TASK OBJECTIVE
All lines from the one with "Expected: for each instance of the foam" through the close of the records below are to be set down exactly, and no others.

(Dataset records)
────────────────────────────────────────
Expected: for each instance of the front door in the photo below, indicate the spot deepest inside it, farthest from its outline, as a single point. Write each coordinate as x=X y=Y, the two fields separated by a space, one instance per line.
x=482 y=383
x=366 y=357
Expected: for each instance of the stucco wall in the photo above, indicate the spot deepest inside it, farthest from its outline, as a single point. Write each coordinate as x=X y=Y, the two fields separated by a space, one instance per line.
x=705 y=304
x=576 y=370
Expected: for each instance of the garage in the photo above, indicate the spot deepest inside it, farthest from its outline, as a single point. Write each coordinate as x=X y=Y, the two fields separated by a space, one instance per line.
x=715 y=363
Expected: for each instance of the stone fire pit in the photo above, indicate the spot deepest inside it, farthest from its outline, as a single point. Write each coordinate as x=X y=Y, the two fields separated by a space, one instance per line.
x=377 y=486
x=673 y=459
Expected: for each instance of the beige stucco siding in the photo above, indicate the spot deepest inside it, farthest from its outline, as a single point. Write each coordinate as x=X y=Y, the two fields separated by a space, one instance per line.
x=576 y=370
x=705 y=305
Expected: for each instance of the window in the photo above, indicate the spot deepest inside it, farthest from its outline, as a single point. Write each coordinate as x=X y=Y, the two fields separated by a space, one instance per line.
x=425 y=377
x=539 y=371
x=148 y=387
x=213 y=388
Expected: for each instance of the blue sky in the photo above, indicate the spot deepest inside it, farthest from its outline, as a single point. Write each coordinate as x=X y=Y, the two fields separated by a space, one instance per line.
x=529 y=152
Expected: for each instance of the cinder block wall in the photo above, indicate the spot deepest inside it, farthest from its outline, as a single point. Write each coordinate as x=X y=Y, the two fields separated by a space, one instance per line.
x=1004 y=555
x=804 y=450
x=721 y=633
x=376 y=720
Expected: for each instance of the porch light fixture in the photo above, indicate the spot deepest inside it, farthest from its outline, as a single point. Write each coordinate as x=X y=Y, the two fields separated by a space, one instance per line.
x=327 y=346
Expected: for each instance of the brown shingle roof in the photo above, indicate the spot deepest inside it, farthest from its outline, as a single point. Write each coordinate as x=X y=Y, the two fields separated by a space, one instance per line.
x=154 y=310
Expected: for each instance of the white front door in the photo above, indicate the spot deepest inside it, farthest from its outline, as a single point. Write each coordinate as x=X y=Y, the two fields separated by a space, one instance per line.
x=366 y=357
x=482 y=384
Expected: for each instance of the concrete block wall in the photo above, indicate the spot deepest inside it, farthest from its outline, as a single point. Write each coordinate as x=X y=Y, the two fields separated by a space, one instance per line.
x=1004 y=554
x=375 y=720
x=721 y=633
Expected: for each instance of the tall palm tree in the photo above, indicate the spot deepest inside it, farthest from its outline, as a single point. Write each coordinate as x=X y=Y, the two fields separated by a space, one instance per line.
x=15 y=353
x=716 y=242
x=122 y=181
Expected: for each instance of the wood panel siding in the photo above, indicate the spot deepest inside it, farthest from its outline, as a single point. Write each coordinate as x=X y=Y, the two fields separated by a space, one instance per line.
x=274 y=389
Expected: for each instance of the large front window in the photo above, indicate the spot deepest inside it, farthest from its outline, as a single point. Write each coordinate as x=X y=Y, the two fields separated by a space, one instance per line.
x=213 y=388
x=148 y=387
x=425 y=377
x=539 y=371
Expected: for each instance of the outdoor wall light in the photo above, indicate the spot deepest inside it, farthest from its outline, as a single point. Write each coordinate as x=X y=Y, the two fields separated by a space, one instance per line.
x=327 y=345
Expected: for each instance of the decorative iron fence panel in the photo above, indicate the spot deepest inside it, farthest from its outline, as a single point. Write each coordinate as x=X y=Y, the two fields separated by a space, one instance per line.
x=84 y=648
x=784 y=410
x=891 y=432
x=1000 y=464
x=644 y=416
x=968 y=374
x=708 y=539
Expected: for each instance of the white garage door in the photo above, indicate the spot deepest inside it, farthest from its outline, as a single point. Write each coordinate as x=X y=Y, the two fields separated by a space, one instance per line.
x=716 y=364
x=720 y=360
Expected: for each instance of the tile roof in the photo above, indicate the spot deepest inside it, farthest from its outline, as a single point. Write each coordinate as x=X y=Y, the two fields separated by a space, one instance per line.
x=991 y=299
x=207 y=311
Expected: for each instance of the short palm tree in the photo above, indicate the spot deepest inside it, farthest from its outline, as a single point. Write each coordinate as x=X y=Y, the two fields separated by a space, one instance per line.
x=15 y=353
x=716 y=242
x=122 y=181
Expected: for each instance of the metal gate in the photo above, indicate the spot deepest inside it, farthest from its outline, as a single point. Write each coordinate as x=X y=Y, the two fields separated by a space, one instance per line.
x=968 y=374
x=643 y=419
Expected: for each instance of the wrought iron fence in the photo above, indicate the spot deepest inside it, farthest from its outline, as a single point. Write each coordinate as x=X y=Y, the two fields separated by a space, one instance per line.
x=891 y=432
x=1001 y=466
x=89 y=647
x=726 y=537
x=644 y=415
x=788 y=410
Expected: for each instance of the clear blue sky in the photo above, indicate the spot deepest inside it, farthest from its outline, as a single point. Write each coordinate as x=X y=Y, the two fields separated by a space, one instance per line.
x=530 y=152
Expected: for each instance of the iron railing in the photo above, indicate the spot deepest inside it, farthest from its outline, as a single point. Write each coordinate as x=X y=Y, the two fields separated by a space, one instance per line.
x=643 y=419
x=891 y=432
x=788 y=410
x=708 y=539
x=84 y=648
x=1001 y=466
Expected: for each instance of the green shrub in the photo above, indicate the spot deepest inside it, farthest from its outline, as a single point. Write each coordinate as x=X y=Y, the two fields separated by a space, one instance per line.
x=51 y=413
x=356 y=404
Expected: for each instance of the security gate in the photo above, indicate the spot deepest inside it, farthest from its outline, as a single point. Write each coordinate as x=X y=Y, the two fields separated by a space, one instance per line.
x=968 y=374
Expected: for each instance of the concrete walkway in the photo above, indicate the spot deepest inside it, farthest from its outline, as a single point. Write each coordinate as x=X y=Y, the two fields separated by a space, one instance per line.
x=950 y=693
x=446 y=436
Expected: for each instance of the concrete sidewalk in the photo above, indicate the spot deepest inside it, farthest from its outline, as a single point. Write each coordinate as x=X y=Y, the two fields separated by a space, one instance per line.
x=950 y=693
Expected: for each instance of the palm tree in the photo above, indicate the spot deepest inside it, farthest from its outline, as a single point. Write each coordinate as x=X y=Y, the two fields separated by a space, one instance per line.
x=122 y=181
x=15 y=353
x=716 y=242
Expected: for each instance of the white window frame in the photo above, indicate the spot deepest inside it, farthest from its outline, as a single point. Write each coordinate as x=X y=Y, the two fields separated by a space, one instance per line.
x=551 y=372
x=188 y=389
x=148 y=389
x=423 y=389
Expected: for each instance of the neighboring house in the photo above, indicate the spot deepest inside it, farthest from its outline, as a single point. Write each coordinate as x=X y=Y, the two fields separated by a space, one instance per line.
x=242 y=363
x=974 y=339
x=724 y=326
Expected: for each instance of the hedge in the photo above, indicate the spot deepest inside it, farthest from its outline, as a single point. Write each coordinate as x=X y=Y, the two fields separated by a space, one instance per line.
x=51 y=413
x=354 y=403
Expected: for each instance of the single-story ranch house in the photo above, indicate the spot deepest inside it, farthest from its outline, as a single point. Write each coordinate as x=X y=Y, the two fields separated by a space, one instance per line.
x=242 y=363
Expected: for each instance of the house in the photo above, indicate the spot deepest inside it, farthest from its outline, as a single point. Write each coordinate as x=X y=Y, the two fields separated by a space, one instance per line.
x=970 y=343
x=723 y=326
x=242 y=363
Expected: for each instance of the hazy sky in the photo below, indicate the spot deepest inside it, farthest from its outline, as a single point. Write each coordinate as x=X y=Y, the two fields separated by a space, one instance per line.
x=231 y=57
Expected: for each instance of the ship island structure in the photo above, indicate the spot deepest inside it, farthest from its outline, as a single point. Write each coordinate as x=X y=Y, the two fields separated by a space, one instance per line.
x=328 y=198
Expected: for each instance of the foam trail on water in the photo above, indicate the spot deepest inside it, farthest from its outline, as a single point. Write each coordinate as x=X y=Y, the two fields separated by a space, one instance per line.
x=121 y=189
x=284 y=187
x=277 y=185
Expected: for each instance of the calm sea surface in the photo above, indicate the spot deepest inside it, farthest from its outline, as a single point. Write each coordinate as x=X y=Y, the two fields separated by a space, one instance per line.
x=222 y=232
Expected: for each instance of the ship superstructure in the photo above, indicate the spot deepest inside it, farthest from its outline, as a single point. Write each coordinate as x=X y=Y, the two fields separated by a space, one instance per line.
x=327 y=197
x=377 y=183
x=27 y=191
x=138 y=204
────────────────────────────────────────
RESULT OF THE EXERCISE
Expected: for each instance of the foam trail on water in the photo above, indicate the spot deepest inside it, farthest from its outline, as a single point. Write each coordinate as x=X y=Y, the two fields separated by a space, one instance per line.
x=121 y=189
x=284 y=187
x=277 y=185
Expected: for each instance of the calm sea surface in the photo above, indicate the spot deepest inside it, farthest from its outline, as a single point. Write each coordinate as x=X y=Y, the two fields separated by a space, one instance per line.
x=222 y=232
Expected: for each instance of the ship superstructure in the photo above, indicate the spot deepest inside it, farthest from its outline, as a single point. Write each coordinate as x=X y=Y, the two fields separated by a space, one instance per line.
x=327 y=197
x=377 y=183
x=27 y=191
x=138 y=204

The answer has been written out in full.